*Task statement*
Change every "heat-map build" in the items below to "density-map build" and reproduce all other text in the lines without alteration.
* BEGIN Record extracts *
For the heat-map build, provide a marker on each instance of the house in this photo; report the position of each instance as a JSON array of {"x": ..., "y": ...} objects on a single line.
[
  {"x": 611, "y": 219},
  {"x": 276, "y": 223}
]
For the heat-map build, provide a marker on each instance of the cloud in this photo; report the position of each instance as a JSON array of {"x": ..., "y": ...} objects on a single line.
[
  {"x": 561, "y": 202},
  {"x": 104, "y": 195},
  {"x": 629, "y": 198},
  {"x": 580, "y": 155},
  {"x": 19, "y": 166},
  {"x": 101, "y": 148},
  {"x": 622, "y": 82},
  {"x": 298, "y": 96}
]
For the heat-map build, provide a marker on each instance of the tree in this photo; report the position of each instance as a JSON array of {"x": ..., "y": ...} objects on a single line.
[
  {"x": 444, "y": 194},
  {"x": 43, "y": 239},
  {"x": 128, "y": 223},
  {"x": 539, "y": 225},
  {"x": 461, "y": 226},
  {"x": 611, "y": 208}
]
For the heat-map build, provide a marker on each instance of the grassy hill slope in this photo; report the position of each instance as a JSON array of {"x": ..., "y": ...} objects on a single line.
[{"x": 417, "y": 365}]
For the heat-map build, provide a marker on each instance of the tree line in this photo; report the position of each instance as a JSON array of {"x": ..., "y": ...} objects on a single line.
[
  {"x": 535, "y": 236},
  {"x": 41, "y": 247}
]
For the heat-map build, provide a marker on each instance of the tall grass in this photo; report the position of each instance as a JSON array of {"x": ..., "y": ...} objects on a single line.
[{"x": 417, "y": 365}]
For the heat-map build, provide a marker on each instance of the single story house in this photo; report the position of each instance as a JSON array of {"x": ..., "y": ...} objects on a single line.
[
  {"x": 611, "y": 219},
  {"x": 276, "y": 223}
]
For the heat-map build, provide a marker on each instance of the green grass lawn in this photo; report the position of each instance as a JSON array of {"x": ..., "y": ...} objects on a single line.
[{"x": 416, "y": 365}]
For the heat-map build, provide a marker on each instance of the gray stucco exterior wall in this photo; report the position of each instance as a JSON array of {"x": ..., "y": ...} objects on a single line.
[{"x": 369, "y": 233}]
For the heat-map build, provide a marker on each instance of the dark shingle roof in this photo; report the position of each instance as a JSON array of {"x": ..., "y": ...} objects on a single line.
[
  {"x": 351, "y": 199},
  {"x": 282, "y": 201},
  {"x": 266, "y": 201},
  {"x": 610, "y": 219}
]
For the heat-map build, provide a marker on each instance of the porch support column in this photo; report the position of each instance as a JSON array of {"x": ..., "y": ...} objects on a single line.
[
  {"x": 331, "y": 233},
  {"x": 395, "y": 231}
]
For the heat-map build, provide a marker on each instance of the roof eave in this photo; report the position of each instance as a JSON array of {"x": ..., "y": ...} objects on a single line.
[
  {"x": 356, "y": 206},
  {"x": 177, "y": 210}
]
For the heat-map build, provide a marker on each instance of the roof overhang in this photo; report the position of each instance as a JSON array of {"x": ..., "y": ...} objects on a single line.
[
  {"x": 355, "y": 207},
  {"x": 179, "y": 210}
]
* END Record extracts *
*Solution to the problem*
For the density-map build, provide a marker on each instance of the house in this photo; report the position of each instance as a JSON array of {"x": ..., "y": ...} objects on a single line.
[
  {"x": 611, "y": 219},
  {"x": 276, "y": 223}
]
For the density-map build, provide a marker on each instance of the cloud in this photo; report the position of each instance as a JSON array of {"x": ..., "y": ...} objects on a single line.
[
  {"x": 561, "y": 202},
  {"x": 104, "y": 195},
  {"x": 629, "y": 198},
  {"x": 580, "y": 155},
  {"x": 19, "y": 166},
  {"x": 101, "y": 148},
  {"x": 622, "y": 82},
  {"x": 298, "y": 96}
]
For the density-map build, provide a marker on each instance of the tree in this photo; report the position of each instance as a JSON array of {"x": ..., "y": ...} objects on a single line.
[
  {"x": 444, "y": 194},
  {"x": 43, "y": 239},
  {"x": 128, "y": 223},
  {"x": 539, "y": 225},
  {"x": 461, "y": 226},
  {"x": 611, "y": 208}
]
For the density-map build, provide a marker on each instance of the grassy hill slope in this photo; report the position of each instance as a JSON array of {"x": ..., "y": ...} objects on a single line.
[{"x": 417, "y": 365}]
For the density-map build, provide a marker on each instance of the tree line in this photo; report the position of each instance as a JSON array of {"x": ..., "y": ...} objects on a single line.
[
  {"x": 535, "y": 236},
  {"x": 41, "y": 247}
]
For the density-map build, provide a marker on each instance of the tall grass in this photo; report the position of each instance as a JSON array of {"x": ..., "y": ...} objects on a single line.
[{"x": 417, "y": 365}]
For the density-map build, provide a marker on each instance of the single story house in this photo; report the position of each instance as a JSON array of {"x": ..., "y": ...} objects on a single line.
[
  {"x": 611, "y": 219},
  {"x": 276, "y": 223}
]
For the density-map build, provide a marker on each instance of the green grass lawn in this photo; report the position of each instance as a JSON array of {"x": ..., "y": ...} objects on a single line.
[{"x": 416, "y": 365}]
For the density-map build, provide a marker on each instance of the gray stucco exterior wall in this photo; report the position of each instance as a JSON array of {"x": ..., "y": ...} objects on a single line.
[{"x": 369, "y": 233}]
For the density-map build, provide a marker on each instance of the dark shingle roof in this photo; report the position of each instance as a JSON array of {"x": ..., "y": ...} objects on a single line.
[
  {"x": 351, "y": 199},
  {"x": 282, "y": 201},
  {"x": 266, "y": 201},
  {"x": 610, "y": 219}
]
For the density-map build, provide a marker on each instance of the porch support column in this photo; report the position of each instance as a JSON array of {"x": ..., "y": ...} objects on a single line.
[
  {"x": 331, "y": 233},
  {"x": 395, "y": 231}
]
For the density-map build, provide a marker on each instance of the roof eave in this photo; report the position of each instance as a JSON array of {"x": ..., "y": ...} objects on a single line.
[
  {"x": 356, "y": 206},
  {"x": 177, "y": 210}
]
For the density-map build, provide a marker on each instance of the roof overhang in this photo; report the position of each instance as a JSON array of {"x": ..., "y": ...} objects on a single line.
[
  {"x": 355, "y": 207},
  {"x": 179, "y": 210}
]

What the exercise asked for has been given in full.